[Named object pointing entries]

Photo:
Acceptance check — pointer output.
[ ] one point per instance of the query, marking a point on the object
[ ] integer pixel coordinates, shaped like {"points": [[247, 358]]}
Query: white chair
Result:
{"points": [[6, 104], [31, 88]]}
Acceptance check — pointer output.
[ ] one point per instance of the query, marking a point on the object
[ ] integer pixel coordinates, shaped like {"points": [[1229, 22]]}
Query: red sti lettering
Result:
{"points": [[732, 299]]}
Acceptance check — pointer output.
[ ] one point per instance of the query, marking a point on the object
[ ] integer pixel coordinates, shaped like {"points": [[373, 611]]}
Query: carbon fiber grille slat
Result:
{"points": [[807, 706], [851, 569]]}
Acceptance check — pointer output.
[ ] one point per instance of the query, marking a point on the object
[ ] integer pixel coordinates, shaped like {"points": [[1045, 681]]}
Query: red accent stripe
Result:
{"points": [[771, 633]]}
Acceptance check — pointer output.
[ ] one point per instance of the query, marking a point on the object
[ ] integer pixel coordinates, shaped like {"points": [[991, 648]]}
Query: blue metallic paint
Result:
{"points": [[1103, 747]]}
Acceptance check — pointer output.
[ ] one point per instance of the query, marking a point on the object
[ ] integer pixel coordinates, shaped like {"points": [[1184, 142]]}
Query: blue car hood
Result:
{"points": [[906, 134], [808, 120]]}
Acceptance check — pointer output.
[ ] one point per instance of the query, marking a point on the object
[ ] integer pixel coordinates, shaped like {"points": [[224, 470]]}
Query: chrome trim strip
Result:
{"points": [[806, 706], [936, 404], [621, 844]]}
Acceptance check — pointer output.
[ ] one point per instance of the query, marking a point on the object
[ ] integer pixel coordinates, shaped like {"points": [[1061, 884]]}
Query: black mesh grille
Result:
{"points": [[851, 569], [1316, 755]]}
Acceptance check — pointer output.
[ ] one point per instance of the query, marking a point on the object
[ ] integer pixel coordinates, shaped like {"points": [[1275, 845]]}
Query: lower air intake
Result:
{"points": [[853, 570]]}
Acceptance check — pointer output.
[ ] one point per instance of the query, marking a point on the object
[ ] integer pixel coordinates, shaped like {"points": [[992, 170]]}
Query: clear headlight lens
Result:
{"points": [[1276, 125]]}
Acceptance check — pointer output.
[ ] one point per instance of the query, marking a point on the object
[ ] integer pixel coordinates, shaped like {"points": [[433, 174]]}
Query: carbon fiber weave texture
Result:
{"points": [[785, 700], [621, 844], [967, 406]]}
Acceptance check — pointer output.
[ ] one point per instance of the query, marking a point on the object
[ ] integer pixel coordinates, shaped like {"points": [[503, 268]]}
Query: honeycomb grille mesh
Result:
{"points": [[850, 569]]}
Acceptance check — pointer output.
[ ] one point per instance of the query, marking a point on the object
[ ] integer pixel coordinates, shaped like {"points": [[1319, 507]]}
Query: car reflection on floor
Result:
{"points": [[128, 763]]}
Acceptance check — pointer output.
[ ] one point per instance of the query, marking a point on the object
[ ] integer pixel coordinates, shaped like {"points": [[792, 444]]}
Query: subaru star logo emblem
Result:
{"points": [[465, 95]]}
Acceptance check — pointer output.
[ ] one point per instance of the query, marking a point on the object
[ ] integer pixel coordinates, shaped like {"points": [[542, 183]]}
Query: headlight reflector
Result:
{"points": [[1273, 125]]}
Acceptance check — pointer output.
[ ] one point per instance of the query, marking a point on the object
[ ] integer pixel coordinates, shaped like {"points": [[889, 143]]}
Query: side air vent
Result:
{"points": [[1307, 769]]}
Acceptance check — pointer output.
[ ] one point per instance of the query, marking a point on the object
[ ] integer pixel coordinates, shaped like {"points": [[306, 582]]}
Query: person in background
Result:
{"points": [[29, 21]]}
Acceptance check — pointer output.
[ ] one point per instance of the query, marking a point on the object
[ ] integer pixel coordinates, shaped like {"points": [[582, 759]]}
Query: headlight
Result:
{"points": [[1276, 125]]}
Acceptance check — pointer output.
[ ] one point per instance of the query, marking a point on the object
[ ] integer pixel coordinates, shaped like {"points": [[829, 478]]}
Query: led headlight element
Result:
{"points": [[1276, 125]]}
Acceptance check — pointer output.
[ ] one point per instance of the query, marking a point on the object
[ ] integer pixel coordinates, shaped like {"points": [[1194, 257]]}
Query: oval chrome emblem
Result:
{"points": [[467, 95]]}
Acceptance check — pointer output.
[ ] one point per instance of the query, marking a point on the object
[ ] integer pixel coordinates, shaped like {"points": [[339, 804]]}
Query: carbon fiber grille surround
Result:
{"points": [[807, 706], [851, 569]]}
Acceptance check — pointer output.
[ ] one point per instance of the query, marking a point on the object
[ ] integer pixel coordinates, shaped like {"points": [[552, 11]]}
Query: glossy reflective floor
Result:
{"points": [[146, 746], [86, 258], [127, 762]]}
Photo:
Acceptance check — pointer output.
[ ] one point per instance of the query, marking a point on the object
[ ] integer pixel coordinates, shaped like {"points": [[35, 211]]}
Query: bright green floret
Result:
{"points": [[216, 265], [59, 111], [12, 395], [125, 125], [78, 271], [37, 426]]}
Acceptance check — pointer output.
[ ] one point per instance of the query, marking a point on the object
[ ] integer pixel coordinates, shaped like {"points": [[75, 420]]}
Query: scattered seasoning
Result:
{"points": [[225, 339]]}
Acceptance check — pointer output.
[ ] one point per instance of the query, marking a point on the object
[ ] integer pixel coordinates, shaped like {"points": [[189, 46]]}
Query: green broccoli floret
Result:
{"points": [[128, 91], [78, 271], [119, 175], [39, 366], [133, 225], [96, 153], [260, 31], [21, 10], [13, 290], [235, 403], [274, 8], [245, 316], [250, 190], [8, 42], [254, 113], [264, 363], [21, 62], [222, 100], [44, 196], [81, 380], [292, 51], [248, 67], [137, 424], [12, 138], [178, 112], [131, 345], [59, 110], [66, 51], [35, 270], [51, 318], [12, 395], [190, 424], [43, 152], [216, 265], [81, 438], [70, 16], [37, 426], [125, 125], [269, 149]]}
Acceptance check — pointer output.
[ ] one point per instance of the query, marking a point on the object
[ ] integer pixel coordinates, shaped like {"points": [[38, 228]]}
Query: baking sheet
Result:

> _TASK STATEMENT_
Copy out every line of the data above, exactly as given.

> _IN RESPONSE_
Photo:
Acceptance check — pointer output.
[ ] one point per instance of the query, marking a point on the object
[ ] integer pixel coordinates, shaped like {"points": [[247, 358]]}
Query: white chair
Result:
{"points": [[6, 104], [31, 88]]}
Acceptance check — pointer output.
[ ] one point per instance of the query, marking a point on the object
[ ] integer pixel coordinates, shaped like {"points": [[1229, 22]]}
Query: red sti lettering
Result:
{"points": [[732, 299]]}
Acceptance check — pointer output.
[ ] one point per instance of the query, marking a point on the object
[ ] integer pixel coordinates, shaped like {"points": [[373, 611]]}
Query: carbon fiber grille slat
Result:
{"points": [[807, 706], [851, 569]]}
Acceptance check — pointer output.
[ ] one point per instance of the query, marking a point on the object
[ ] integer pixel coordinates, shaped like {"points": [[1045, 681]]}
Query: red accent stripe
Result:
{"points": [[771, 633]]}
Acceptance check — pointer output.
[ ] one point per instance of the query, marking a point on the object
[ ] integer pixel coordinates, shaped like {"points": [[991, 648]]}
Query: blue metallic paint
Result:
{"points": [[1103, 747]]}
Acceptance check — pointer output.
[ ] one point per instance of the query, marking a point on the object
[ ] integer pixel coordinates, shaped like {"points": [[1184, 142]]}
Query: blue car hood
Result:
{"points": [[906, 134], [808, 120]]}
Acceptance check — pointer output.
[ ] one point per instance of the query, marking a point on the object
[ ] integer pixel coordinates, shaped like {"points": [[224, 470]]}
Query: chrome trim strip
Result:
{"points": [[806, 706], [936, 404], [621, 844]]}
Acceptance check — pointer output.
[ ] one point per instance of the query, marking a point on the object
[ ] integer pixel coordinates, shaped like {"points": [[1061, 884]]}
Query: black mesh grille
Result:
{"points": [[851, 569], [1316, 755]]}
Acceptance check — pointer output.
[ ] one point per instance of the query, marking a point on the object
[ ] integer pixel coordinates, shaped like {"points": [[1275, 845]]}
Query: lower air intake
Result:
{"points": [[853, 570]]}
Acceptance check — pointer output.
[ ] one point per instance of the query, marking a point on the object
[ ] integer pixel coordinates, shaped like {"points": [[992, 170]]}
Query: clear headlight lens
Result:
{"points": [[1276, 125]]}
Acceptance check — pointer output.
[ ] one point per instance of the query, marking a point on the object
[ ] integer pixel coordinates, shaped like {"points": [[433, 174]]}
Query: carbon fiber weave texture
Result:
{"points": [[785, 700], [621, 844], [967, 406]]}
Acceptance check — pointer output.
[ ] one point per instance of the query, marking a point on the object
[ ] integer pixel coordinates, shaped like {"points": [[503, 268]]}
Query: honeycomb grille mesh
Result:
{"points": [[850, 569]]}
Acceptance check — pointer output.
[ ] one point per instance of the query, marking a point on the object
[ ] integer pixel coordinates, shaped like {"points": [[1319, 507]]}
Query: car reflection on floor
Result:
{"points": [[128, 763]]}
Acceptance check — pointer output.
[ ] one point per instance of the query, marking a point on the object
[ ] integer pixel coordinates, shaped like {"points": [[792, 444]]}
Query: subaru star logo emblem
Result:
{"points": [[465, 95]]}
Acceptance check — pointer output.
[ ] one point per instance of the query, marking a point on the object
[ ] integer pixel coordinates, shaped like {"points": [[542, 183]]}
Query: headlight reflector
Result:
{"points": [[1273, 125]]}
Acceptance check — pointer output.
[ ] one point per instance of the query, marking a point on the object
[ ] integer pixel coordinates, shaped like {"points": [[889, 143]]}
Query: side air vent
Result:
{"points": [[1307, 769]]}
Acceptance check — pointer output.
[ ] one point per instance of the query, marking a point on the object
[ ] integer pixel coordinates, shaped like {"points": [[306, 582]]}
Query: person in background
Result:
{"points": [[29, 21]]}
Acceptance check — pointer output.
[ ] one point per instance of the query, marking a point on the object
[ ] integer pixel coordinates, shaped like {"points": [[582, 759]]}
Query: headlight
Result:
{"points": [[1276, 125]]}
Acceptance check — pointer output.
[ ] one point per instance of the query, marking a point on the object
[ ] integer pixel coordinates, shaped like {"points": [[829, 478]]}
Query: led headlight element
Result:
{"points": [[1276, 125]]}
Acceptance check — pointer output.
[ ] one point per instance of the query, marking a point on the object
[ ] integer pixel coordinates, shaped like {"points": [[1194, 257]]}
Query: oval chrome emblem
Result:
{"points": [[467, 95]]}
Acceptance check — pointer output.
[ ] one point per instance of the query, marking a point on the object
[ ] integer pixel coordinates, shaped like {"points": [[339, 804]]}
Query: carbon fiber grille surround
Result:
{"points": [[807, 706], [851, 569]]}
Acceptance check — pointer output.
[ ] one point per instance of the query, marking a point on the object
[ ] integer pixel coordinates, shaped like {"points": [[552, 11]]}
Query: glossy reflective floor
Result:
{"points": [[146, 746], [86, 258], [127, 762]]}
Photo:
Acceptance check — pointer output.
[ ] one point per instance of the query, marking a point on the object
[ ] integer pixel coordinates, shaped like {"points": [[35, 211]]}
Query: bright green floret
Result:
{"points": [[216, 265], [59, 111], [12, 395], [125, 125], [78, 271], [37, 426]]}
Acceptance check — pointer output.
[ ] one point per instance of the query, marking a point on the object
[ ] integer pixel coordinates, shaped like {"points": [[75, 420]]}
Query: scattered seasoning
Result:
{"points": [[225, 339]]}
Acceptance check — pointer output.
[ ] one point per instance of the query, marking a point on the object
[ ] integer pixel coordinates, shaped like {"points": [[189, 46]]}
Query: green broccoli floret
Result:
{"points": [[128, 91], [78, 271], [119, 175], [39, 366], [133, 225], [96, 153], [260, 31], [21, 10], [13, 290], [235, 403], [274, 8], [245, 316], [250, 190], [8, 42], [254, 113], [264, 363], [21, 62], [222, 100], [44, 196], [81, 380], [292, 51], [248, 67], [137, 424], [12, 138], [178, 112], [131, 345], [59, 110], [66, 51], [35, 270], [51, 318], [12, 395], [190, 424], [43, 152], [216, 265], [81, 438], [70, 16], [37, 426], [125, 125], [269, 149]]}
Acceptance check — pointer output.
[ ] one point per instance of the query, marking a point on the object
[ ] integer pixel coordinates, shaped like {"points": [[38, 228]]}
Query: baking sheet
Result:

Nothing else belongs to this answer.